■ **Extrait du texte**:
►

Les marchés d’actions ont été aux premières loges de la débandade. Et ce sont surtout les actions de croissance (vous le savez, notre preferred habitat…) qui ont mordu la poussière. D’une part, parce que le gros des revenus attendus de telles entreprises se situe plus loin dans le temps, ce qui les rend plus vulnérables aux hausses des taux d’intérêt à long terme. Toutefois, cet argument n’est valable qu’à court terme. Sur un horizon plus large, la composante croissance compensera l’impact négatif de la hausse des taux d’intérêt. 

Et d’autre part, parce qu’elles se prêtaient aux prises de bénéfices les plus juteuses après leur progression spectaculaire au cours des dernières années. Ces valeurs sont ainsi les premières candidates à la vente lorsque les investisseurs souhaitent réorienter leurs portefeuilles vers les actions industrielles traditionnelles. 

Une fois cette rotation opérée, la pression à la vente sur les actions de croissance (notamment dans les secteurs technologiques) diminuera dans une large mesure et l’on se rendra compte que la chute de leurs cours aura constitué à nouveau une opportunité d’achat. In a (few) year(s) from now, you wish you had started today… 

Mais, pour notre part, nous réservons également une place plus importante aux valeurs industrielles dans nos portefeuilles. Et cela, pas uniquement en raison de l’amélioration des indicateurs conjoncturels industriels. Nous estimons en effet que le secteur technologique est devenu plus cher de manière générale et nous nous focalisons donc désormais sur les sous-secteurs qui associent un potentiel de croissance à une valorisation modérée. 

Ce qui nous laisse toujours un grand choix. Il s’agit surtout de sortir sa loupe afin d’identifier le potentiel de croissance qui n’est pas encore totalement reflété dans la valorisation boursière de l’entreprise. Dans le secteur technologique, nous le trouvons actuellement plutôt dans les moyennes et petites capitalisations, principalement chez les fournisseurs des grands producteurs de semi-conducteurs. Dans le secteur financier, nous restons largement à l’écart des banques traditionnelles, malgré la flambée temporaire de leurs cours, à moins que l’essentiel des revenus ne soit lié à la gestion d’actifs et/ou au trading. Dans le domaine de la santé, il s’agit principalement du sous-segment des sociétés pharmaceutiques traditionnelles.

Notre allocation d’actifs conserve une surpondération limitée en actions, mais désormais plus diversifiées, principalement en titres américains, européens, japonais et indiens, avec une place croissante pour les valeurs industrielles. La composante technologique est davantage concentrée sur des applications spécifiques et des sous-segments. 

Et les obligations ? Comment les aborder dans un contexte de hausse des taux ?  Nous conservons une part de cash importante. Le volet obligataire est de plus en plus investi en obligations d’entreprises américaines et scandinaves ainsi qu’en obligations d’État chinoises et tchèques. Nous maintenons aussi nos positions en obligations d’État italiennes.

◄

■ **Données extraites**:
►

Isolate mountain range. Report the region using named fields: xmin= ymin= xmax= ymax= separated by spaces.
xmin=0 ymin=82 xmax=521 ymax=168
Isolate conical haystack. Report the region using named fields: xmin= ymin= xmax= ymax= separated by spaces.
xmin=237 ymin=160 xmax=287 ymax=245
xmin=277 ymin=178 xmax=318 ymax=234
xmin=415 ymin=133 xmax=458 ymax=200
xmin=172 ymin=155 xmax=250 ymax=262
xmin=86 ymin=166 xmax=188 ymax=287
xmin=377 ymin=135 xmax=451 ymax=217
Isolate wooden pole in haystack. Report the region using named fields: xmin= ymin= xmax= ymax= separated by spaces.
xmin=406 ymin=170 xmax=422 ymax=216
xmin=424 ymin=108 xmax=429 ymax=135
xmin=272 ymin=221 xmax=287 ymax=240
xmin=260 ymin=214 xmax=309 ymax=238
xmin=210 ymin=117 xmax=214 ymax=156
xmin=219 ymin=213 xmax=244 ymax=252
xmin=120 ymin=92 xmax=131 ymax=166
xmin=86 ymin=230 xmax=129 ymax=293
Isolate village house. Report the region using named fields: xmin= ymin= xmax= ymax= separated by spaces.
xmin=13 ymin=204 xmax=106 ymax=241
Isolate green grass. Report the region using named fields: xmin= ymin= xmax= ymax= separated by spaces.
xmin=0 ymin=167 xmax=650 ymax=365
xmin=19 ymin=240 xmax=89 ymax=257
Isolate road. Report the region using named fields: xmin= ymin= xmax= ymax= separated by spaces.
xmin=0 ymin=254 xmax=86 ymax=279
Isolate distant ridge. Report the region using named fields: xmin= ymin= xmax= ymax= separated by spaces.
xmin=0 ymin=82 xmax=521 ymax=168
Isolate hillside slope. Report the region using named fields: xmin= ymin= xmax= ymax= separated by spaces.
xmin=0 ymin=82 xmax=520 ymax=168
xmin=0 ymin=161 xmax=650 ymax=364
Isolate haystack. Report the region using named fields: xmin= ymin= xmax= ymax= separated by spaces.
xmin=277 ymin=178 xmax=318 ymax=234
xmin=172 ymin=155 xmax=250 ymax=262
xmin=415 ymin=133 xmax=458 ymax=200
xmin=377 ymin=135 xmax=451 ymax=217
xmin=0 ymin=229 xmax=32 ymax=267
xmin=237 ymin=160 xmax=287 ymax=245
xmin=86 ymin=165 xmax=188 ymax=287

◄

■ **Activité**:
Recopiez mot pour mot l'extrait sur les marchés financiers, depuis « Les marchés d’actions » jusqu'à « hausse des taux d’intérêt. » inclus. Ces données forment un contenu distinct de l'extrait.

■ **Solution**:
Les marchés d’actions ont été aux premières loges de la débandade. Et ce sont surtout les actions de croissance (vous le savez, notre preferred habitat…) qui ont mordu la poussière. D’une part, parce que le gros des revenus attendus de telles entreprises se situe plus loin dans le temps, ce qui les rend plus vulnérables aux hausses des taux d’intérêt à long terme. Toutefois, cet argument n’est valable qu’à court terme. Sur un horizon plus large, la composante croissance compensera l’impact négatif de la hausse des taux d’intérêt.